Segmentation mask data
'''
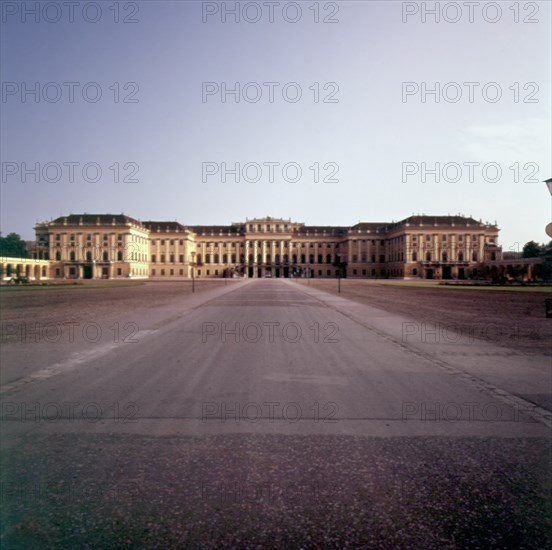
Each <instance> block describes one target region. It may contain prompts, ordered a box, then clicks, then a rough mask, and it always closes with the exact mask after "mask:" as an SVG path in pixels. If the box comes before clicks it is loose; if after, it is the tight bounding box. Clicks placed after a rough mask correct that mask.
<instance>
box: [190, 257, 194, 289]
mask: <svg viewBox="0 0 552 550" xmlns="http://www.w3.org/2000/svg"><path fill="white" fill-rule="evenodd" d="M190 255H191V256H192V292H195V276H194V258H195V252H190Z"/></svg>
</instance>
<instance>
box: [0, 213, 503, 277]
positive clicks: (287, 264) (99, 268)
mask: <svg viewBox="0 0 552 550" xmlns="http://www.w3.org/2000/svg"><path fill="white" fill-rule="evenodd" d="M35 231H36V246H35V250H34V253H33V256H34V258H35V259H34V260H32V261H34V262H39V264H40V267H39V269H38V270H37V266H34V268H33V266H31V267H30V268H29V266H28V265H23V264H21V263H20V264H19V265H16V264H17V262H16V261H12V262H11V263H10V259H6V258H4V259H3V260H2V263H3V265H2V272H3V276H4V278H5V277H6V276H8V278H9V276H10V273H14V272H17V273H18V274H19V273H20V268H22V269H23V275H26V276H28V277H29V278H31V279H40V278H53V279H123V278H127V279H128V278H135V279H144V278H160V279H169V278H173V279H174V278H188V277H191V276H192V271H193V275H194V276H195V277H198V278H205V277H239V276H243V277H253V278H256V277H295V276H302V277H305V276H308V277H337V276H342V277H359V278H371V277H373V278H374V277H378V278H381V277H393V278H404V279H419V278H423V279H451V278H452V279H456V278H458V279H467V278H471V277H475V276H477V273H478V269H479V268H481V266H483V265H484V264H485V263H488V262H494V261H497V260H500V259H501V257H502V251H501V248H500V247H499V246H498V243H497V238H498V232H499V229H498V228H497V227H496V225H492V224H489V223H482V222H480V221H479V222H478V221H476V220H474V219H473V218H469V217H464V216H425V215H423V216H411V217H409V218H406V219H404V220H402V221H399V222H392V223H385V222H384V223H358V224H356V225H353V226H350V227H336V226H307V225H304V224H303V223H297V222H292V221H291V220H285V219H278V218H271V217H266V218H261V219H252V220H246V221H245V222H241V223H232V224H231V225H216V226H213V225H209V226H184V225H181V224H180V223H178V222H175V221H138V220H136V219H134V218H131V217H130V216H127V215H124V214H114V215H112V214H99V215H96V214H71V215H69V216H62V217H60V218H57V219H55V220H52V221H49V222H44V223H40V224H37V225H36V227H35ZM24 263H25V264H28V263H29V260H26V261H25V262H24Z"/></svg>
'''
● **What this task involves**: Your copy of the entries must be exact and must contain no pictures.

● **Finished task**:
Each <instance> block describes one target region. It may contain prompts, ordered a box, then clicks, then a rough mask, and it always closes with the exact mask after "mask:" as an SVG path in pixels. If the box comes before clicks it is loose; if after, it is the tight bounding box. Clicks placed after a rough mask correct that mask.
<instance>
box: [190, 257, 194, 289]
mask: <svg viewBox="0 0 552 550" xmlns="http://www.w3.org/2000/svg"><path fill="white" fill-rule="evenodd" d="M190 255H191V256H192V292H195V276H194V258H195V252H190Z"/></svg>
</instance>
<instance>
box: [0, 213, 503, 277]
positive clicks: (287, 264) (99, 268)
mask: <svg viewBox="0 0 552 550" xmlns="http://www.w3.org/2000/svg"><path fill="white" fill-rule="evenodd" d="M35 231H36V246H35V250H34V253H33V256H34V258H35V259H34V260H32V261H34V262H39V264H40V267H39V269H38V270H37V266H34V268H33V266H31V267H30V268H29V266H28V265H23V264H21V263H20V264H19V265H16V264H17V262H16V261H12V262H11V263H10V259H6V258H4V259H3V260H2V263H3V265H2V272H3V276H4V278H5V277H6V276H8V278H9V276H10V273H14V272H17V273H18V274H19V273H20V268H22V269H23V275H26V276H28V277H29V278H31V279H40V278H53V279H123V278H127V279H128V278H135V279H144V278H160V279H169V278H173V279H174V278H188V277H191V276H192V271H193V275H194V276H195V277H198V278H205V277H239V276H243V277H253V278H256V277H295V276H302V277H305V276H308V277H337V276H342V277H359V278H371V277H373V278H374V277H378V278H381V277H393V278H404V279H419V278H423V279H451V278H452V279H456V278H458V279H467V278H471V277H475V276H477V273H478V269H479V268H481V266H483V265H484V264H485V263H488V262H494V261H497V260H500V259H501V257H502V251H501V248H500V247H499V246H498V243H497V238H498V232H499V229H498V228H497V227H496V225H492V224H489V223H482V222H480V221H479V222H478V221H476V220H474V219H473V218H469V217H464V216H425V215H423V216H411V217H409V218H406V219H404V220H402V221H399V222H392V223H385V222H384V223H358V224H356V225H353V226H350V227H336V226H307V225H304V224H303V223H297V222H292V221H291V220H285V219H278V218H271V217H266V218H261V219H252V220H246V221H245V222H241V223H232V224H231V225H216V226H213V225H209V226H184V225H181V224H180V223H178V222H175V221H138V220H136V219H134V218H131V217H130V216H127V215H124V214H114V215H112V214H99V215H96V214H71V215H69V216H62V217H60V218H57V219H55V220H52V221H49V222H44V223H40V224H37V225H36V227H35ZM24 263H25V264H28V263H29V260H26V261H25V262H24Z"/></svg>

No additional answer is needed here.